═════ TESTO DI PARTENZA ═════

L a parola occulto evoca troppo spesso fantasmi sinistri e sospetti ingiusti di spiritualismo. Bisognerebbe guardare invece alla sua storia, che non è neanche troppo segreta. Occultus viene da un verbo latino, occŭlo, il cui suono ci sembrerebbe buffo se non fosse che la penultima sillaba (cŭ) è breve: l’accento cade sulla terzultima. Òcculo, che significa: “nascondo”. Niente di spiritico, insomma.
È per questo che uno scrittore occulto non dev’essere necessariamente un amante delle séances, un evocatore di spettri e spiriti, un appassionato di tavole ouija. Si è occulti se si sa celare, se si prevede l’atto della scrittura in quanto disseminazione di tasselli che possono anche portare alla rivelazione di un segreto. Ma magari no.
Tra gli scrittori occulti, però, ce ne sono alcuni che decidono di cospargere le proprie opere di cenere e indizi; ma non sempre affinché l’atto di seguirne le tracce, spolverandole, implichi una rivelazione, ma perché invece faccia sfacciatamente affacciare su misteri ulteriori. Misteri bifronte, perlomeno, ossia: a due facce e a due fronti. Perché, per affrontare il mistero c’è bisogno di dualità, di contrasti. Non di soluzioni semplici, perché le cose semplici non sono le più belle. E perché la letteratura, quella potente e infinibile, non è certo spiegabile o racchiudibile (comprensibile) attraverso percorsi a chiave o formulette.
E poi, non si rivela mai a chi aneli a risposte univoche. Semmai si ri-vela, ossia aggiunge ulteriori veli. Veli di verità ineffabili. Sottili, trasparenti, a volte; ma veli che fanno viaggiare. Vele che fanno volare.
Perché le nostre teste, dai testi, captano onde: onde interpretazionali. Da dove? Per dove? Onde? Appunto.
La grande letteratura, come la vita, non è univoca ma plurivoca: parla con un coro di voci: voci sfalsate e talvolta stridenti. Non conduce in alcun dove che non sia l’eterno viaggio. E così, quando ci si imbarca nella lettura di “opere universo”, che prevedono non l’univerbo ma il multiverbo, come nella teoria cosmologica del multiverso (quanta poesia nella pluralità!), seguire le tracce tanto per seguirle è talvolta più proficuo che seguirle per arrivare sherlockholmesianamente chissà dove.
Eppure, le strade portano sempre da qualche parte, lo sa bene il goffo ispettore dei libri di Conan Doyle. Libri, infatti, che giocano con le parole assai più di quanto non ci si aspetti. Prendiamo il nome Sherlock, ad esempio. Come non vedervi una serratura, un lucchetto (lock) magari “bello e buono” (sheer), anche se questo aggettivo, in tal senso, si applica ai concetti e non alle cose? O forse dovremmo scorgervi soltanto un colpo di fortuna (sheer luck)? O magari anche un ricciolo (lock) di una lei (she)? Chi può dirlo? È solo una teoria di assonanze, di quasi omofonie, campata per aria. Ma i suoni campano per aria. L’aria li diffonde, li fa ondulare. Ed è così che, con moto ondoso, ci raggiungono. Perché le nostre teste, dai testi, captano onde: onde interpretazionali. Da dove? Per dove? Onde? Appunto.

═════ DATI IN INGRESSO ═════

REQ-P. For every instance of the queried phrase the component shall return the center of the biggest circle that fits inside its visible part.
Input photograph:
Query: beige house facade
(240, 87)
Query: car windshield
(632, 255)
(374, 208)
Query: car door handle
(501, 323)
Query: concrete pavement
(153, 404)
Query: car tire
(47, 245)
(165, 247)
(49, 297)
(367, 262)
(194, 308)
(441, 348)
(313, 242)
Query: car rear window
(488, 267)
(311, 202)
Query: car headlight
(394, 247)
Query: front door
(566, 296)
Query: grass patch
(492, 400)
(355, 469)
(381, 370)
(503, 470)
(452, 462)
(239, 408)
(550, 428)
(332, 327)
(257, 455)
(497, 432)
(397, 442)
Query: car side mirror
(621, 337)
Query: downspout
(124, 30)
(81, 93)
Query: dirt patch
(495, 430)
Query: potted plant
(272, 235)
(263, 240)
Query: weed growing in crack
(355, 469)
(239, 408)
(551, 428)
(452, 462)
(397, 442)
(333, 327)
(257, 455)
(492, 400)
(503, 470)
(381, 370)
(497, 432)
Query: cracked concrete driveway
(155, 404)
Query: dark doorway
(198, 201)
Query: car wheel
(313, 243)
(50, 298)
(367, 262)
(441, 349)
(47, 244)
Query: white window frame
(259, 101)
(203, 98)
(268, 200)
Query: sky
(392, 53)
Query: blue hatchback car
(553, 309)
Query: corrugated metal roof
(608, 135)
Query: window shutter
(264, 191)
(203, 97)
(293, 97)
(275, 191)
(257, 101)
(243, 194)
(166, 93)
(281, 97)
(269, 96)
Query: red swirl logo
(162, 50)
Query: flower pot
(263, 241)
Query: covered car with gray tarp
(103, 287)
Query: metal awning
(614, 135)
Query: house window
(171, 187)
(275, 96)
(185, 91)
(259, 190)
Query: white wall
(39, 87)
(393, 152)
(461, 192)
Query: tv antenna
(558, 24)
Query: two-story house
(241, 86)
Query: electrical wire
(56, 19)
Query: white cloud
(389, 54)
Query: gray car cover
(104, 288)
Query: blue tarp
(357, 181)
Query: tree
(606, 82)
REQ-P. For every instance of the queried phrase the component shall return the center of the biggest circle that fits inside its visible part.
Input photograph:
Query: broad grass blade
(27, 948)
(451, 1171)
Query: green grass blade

═════

» COMPITI ED ESERCIZI:
a) Ricopia dal testo sulla parola occulto il passo che comincia con "È per questo" e prosegue fino a "Ma magari no.".
b) Sostituisci "grass blade" con "blade of grass" nelle righe dei record che vanno da quella con "Query: flower pot" fino alla fine dei record. Riporta soltanto queste righe, lasciando invariato tutto il resto.

» RISPOSTE PER ESERCIZIO:
a)
È per questo che uno scrittore occulto non dev’essere necessariamente un amante delle séances, un evocatore di spettri e spiriti, un appassionato di tavole ouija. Si è occulti se si sa celare, se si prevede l’atto della scrittura in quanto disseminazione di tasselli che possono anche portare alla rivelazione di un segreto. Ma magari no.

b)
Query: flower pot
(263, 241)
Query: covered car with gray tarp
(103, 287)
Query: metal awning
(614, 135)
Query: house window
(171, 187)
(275, 96)
(185, 91)
(259, 190)
Query: white wall
(39, 87)
(393, 152)
(461, 192)
Query: tv antenna
(558, 24)
Query: two-story house
(241, 86)
Query: electrical wire
(56, 19)
Query: white cloud
(389, 54)
Query: gray car cover
(104, 288)
Query: blue tarp
(357, 181)
Query: tree
(606, 82)
REQ-P. For every instance of the queried phrase the component shall return the center of the biggest circle that fits inside its visible part.
Input photograph:
Query: broad blade of grass
(27, 948)
(451, 1171)
Query: green blade of grass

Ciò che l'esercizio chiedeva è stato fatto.